[Location labeling records]
----

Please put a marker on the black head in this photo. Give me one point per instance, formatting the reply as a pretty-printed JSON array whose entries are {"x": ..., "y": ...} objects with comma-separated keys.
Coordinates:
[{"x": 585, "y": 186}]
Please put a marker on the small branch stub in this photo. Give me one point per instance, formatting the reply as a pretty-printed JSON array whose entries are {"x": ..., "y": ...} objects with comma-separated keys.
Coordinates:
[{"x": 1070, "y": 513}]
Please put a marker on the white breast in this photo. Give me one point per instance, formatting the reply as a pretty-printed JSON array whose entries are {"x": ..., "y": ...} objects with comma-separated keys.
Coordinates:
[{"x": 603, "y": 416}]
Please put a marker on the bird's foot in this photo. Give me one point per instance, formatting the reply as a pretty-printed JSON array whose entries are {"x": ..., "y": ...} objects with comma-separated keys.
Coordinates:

----

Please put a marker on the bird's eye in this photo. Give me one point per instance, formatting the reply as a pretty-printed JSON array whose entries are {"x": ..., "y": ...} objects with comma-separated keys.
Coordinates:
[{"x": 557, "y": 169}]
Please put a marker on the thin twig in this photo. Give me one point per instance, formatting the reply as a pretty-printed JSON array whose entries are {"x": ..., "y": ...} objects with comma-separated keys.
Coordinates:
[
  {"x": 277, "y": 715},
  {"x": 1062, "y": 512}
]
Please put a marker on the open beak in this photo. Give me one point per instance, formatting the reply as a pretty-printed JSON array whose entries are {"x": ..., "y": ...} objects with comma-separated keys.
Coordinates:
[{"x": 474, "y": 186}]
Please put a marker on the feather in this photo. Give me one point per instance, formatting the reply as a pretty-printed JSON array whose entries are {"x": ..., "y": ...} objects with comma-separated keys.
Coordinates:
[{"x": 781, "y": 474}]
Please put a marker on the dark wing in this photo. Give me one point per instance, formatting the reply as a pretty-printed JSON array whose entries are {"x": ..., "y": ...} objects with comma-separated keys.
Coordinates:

----

> [Work to do]: Report each line of the entries above that contains the word "bird" in the same letter case.

> [Output]:
Please put a marker on the bird's foot in this photo. Give me one point per instance, formatting the reply as a pretty-printed JSON array whose entries are {"x": ..., "y": ...} objects with comma-separated keys.
Please put a marker on the bird's eye in this photo. Give me one point per instance, formatting the reply as a pretty-printed JSON array whose entries are {"x": ..., "y": ...} objects with comma-separated keys.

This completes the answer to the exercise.